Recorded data
>>>>>

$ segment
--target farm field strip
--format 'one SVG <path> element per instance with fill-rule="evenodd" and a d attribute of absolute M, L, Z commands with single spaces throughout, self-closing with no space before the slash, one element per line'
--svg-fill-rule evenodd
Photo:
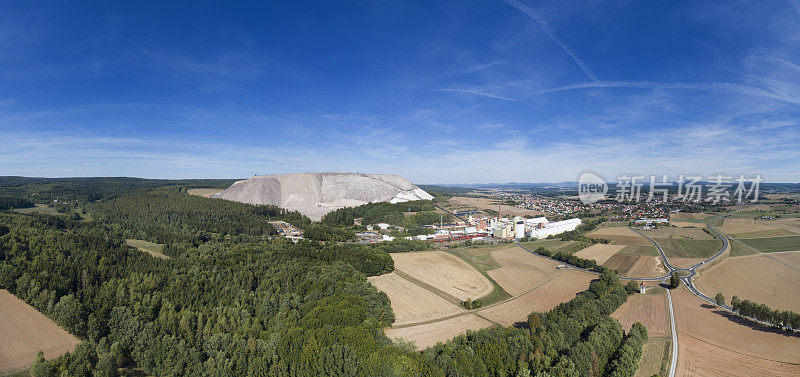
<path fill-rule="evenodd" d="M 150 256 L 155 258 L 172 259 L 171 257 L 161 253 L 161 251 L 164 249 L 164 245 L 161 244 L 147 242 L 143 240 L 134 240 L 134 239 L 125 240 L 125 244 L 131 247 L 135 247 L 139 249 L 139 251 L 150 254 Z"/>
<path fill-rule="evenodd" d="M 5 289 L 0 289 L 0 319 L 0 371 L 31 365 L 39 350 L 51 359 L 71 352 L 80 343 Z"/>
<path fill-rule="evenodd" d="M 596 276 L 575 269 L 569 269 L 551 278 L 538 287 L 506 301 L 478 309 L 478 313 L 503 326 L 527 321 L 534 311 L 547 311 L 556 305 L 569 301 L 579 292 L 589 288 L 589 282 Z"/>
<path fill-rule="evenodd" d="M 386 329 L 391 339 L 405 339 L 414 342 L 419 349 L 425 349 L 439 342 L 446 342 L 467 330 L 480 330 L 494 324 L 473 314 L 466 313 L 453 318 L 415 326 Z"/>
<path fill-rule="evenodd" d="M 394 272 L 372 276 L 367 280 L 389 296 L 395 314 L 393 326 L 423 322 L 465 311 Z"/>
<path fill-rule="evenodd" d="M 654 288 L 651 288 L 654 289 Z M 616 318 L 626 331 L 636 322 L 641 322 L 647 327 L 647 333 L 652 337 L 669 337 L 669 308 L 664 292 L 657 294 L 634 294 L 628 296 L 611 317 Z"/>
<path fill-rule="evenodd" d="M 794 251 L 800 249 L 800 236 L 739 238 L 737 240 L 762 253 Z"/>
<path fill-rule="evenodd" d="M 614 256 L 614 254 L 618 253 L 625 247 L 625 245 L 607 245 L 598 243 L 579 250 L 577 253 L 575 253 L 575 256 L 584 259 L 594 259 L 597 264 L 603 264 L 609 258 Z"/>
<path fill-rule="evenodd" d="M 721 349 L 736 352 L 740 356 L 773 360 L 780 363 L 800 364 L 800 337 L 787 336 L 776 332 L 752 321 L 732 315 L 727 311 L 712 306 L 687 289 L 674 289 L 672 295 L 675 304 L 675 321 L 678 326 L 679 336 L 688 335 L 699 339 L 704 344 L 713 345 Z M 716 352 L 714 348 L 702 346 L 698 351 L 690 343 L 684 343 L 686 336 L 679 340 L 681 355 L 697 352 L 707 359 L 710 353 Z M 686 355 L 678 357 L 679 372 L 685 370 Z M 733 360 L 735 361 L 735 360 Z M 732 362 L 729 365 L 730 375 L 744 370 L 743 366 Z M 679 375 L 683 375 L 680 374 Z"/>
<path fill-rule="evenodd" d="M 702 271 L 697 288 L 730 300 L 734 295 L 771 308 L 800 312 L 800 273 L 780 261 L 757 254 L 728 258 Z"/>
<path fill-rule="evenodd" d="M 494 289 L 492 283 L 467 262 L 443 251 L 393 253 L 395 269 L 459 300 L 478 299 Z"/>
<path fill-rule="evenodd" d="M 510 246 L 492 252 L 500 268 L 487 271 L 489 276 L 510 295 L 532 289 L 559 273 L 559 263 L 533 255 L 520 247 Z"/>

<<<<<

_What is being asked_: Repeat the lines above precisely and skip every picture.

_Expected output_:
$ segment
--target farm field strip
--format 'one SVG <path> element per instance with fill-rule="evenodd" and a d attribute of absolute M, L, Z commands with single spaces throughout, self-closing with no space before the slash, one element per line'
--svg-fill-rule evenodd
Photo:
<path fill-rule="evenodd" d="M 150 256 L 155 258 L 172 259 L 171 257 L 161 253 L 161 251 L 164 249 L 164 245 L 161 244 L 147 242 L 143 240 L 134 240 L 134 239 L 125 240 L 125 244 L 131 247 L 135 247 L 139 249 L 139 251 L 150 254 Z"/>
<path fill-rule="evenodd" d="M 5 289 L 0 289 L 0 319 L 0 371 L 31 365 L 39 350 L 51 359 L 71 352 L 80 343 Z"/>
<path fill-rule="evenodd" d="M 596 276 L 575 269 L 569 269 L 551 278 L 538 287 L 506 301 L 478 309 L 478 313 L 503 326 L 527 321 L 534 311 L 547 311 L 556 305 L 569 301 L 579 292 L 589 288 L 589 282 Z"/>
<path fill-rule="evenodd" d="M 386 329 L 391 339 L 405 339 L 414 342 L 419 349 L 425 349 L 439 342 L 446 342 L 467 330 L 480 330 L 494 324 L 473 314 L 466 313 L 453 318 L 415 326 Z"/>
<path fill-rule="evenodd" d="M 394 272 L 372 276 L 367 280 L 389 296 L 395 314 L 393 326 L 423 322 L 465 311 Z"/>
<path fill-rule="evenodd" d="M 654 288 L 651 288 L 654 289 Z M 616 318 L 626 331 L 636 322 L 641 322 L 647 327 L 647 333 L 652 337 L 669 337 L 669 308 L 664 292 L 657 294 L 634 294 L 628 296 L 611 317 Z"/>
<path fill-rule="evenodd" d="M 794 251 L 800 249 L 800 236 L 739 238 L 737 240 L 762 253 Z"/>
<path fill-rule="evenodd" d="M 614 256 L 614 254 L 618 253 L 625 247 L 625 245 L 607 245 L 598 243 L 579 250 L 577 253 L 575 253 L 575 256 L 584 259 L 594 259 L 597 264 L 603 264 L 609 258 Z"/>
<path fill-rule="evenodd" d="M 721 349 L 736 352 L 740 356 L 773 360 L 780 363 L 800 364 L 800 337 L 787 336 L 776 332 L 752 321 L 732 315 L 727 311 L 712 306 L 687 289 L 674 289 L 672 295 L 675 304 L 675 321 L 678 326 L 679 336 L 688 335 L 699 339 L 704 344 L 713 345 Z M 716 352 L 714 348 L 702 346 L 698 351 L 690 343 L 684 343 L 686 336 L 679 340 L 681 355 L 697 352 L 707 359 L 710 353 Z M 686 355 L 678 357 L 679 372 L 685 370 Z M 733 360 L 735 361 L 735 360 Z M 732 362 L 729 365 L 730 375 L 744 370 L 743 366 Z M 679 375 L 683 375 L 680 374 Z"/>
<path fill-rule="evenodd" d="M 702 271 L 697 288 L 730 300 L 734 295 L 771 308 L 800 312 L 800 273 L 780 261 L 757 254 L 728 258 Z"/>
<path fill-rule="evenodd" d="M 494 289 L 492 283 L 467 262 L 443 251 L 393 253 L 395 269 L 459 300 L 478 299 Z"/>
<path fill-rule="evenodd" d="M 510 246 L 492 252 L 500 268 L 487 271 L 489 276 L 510 295 L 532 289 L 559 273 L 559 263 L 533 255 L 520 247 Z"/>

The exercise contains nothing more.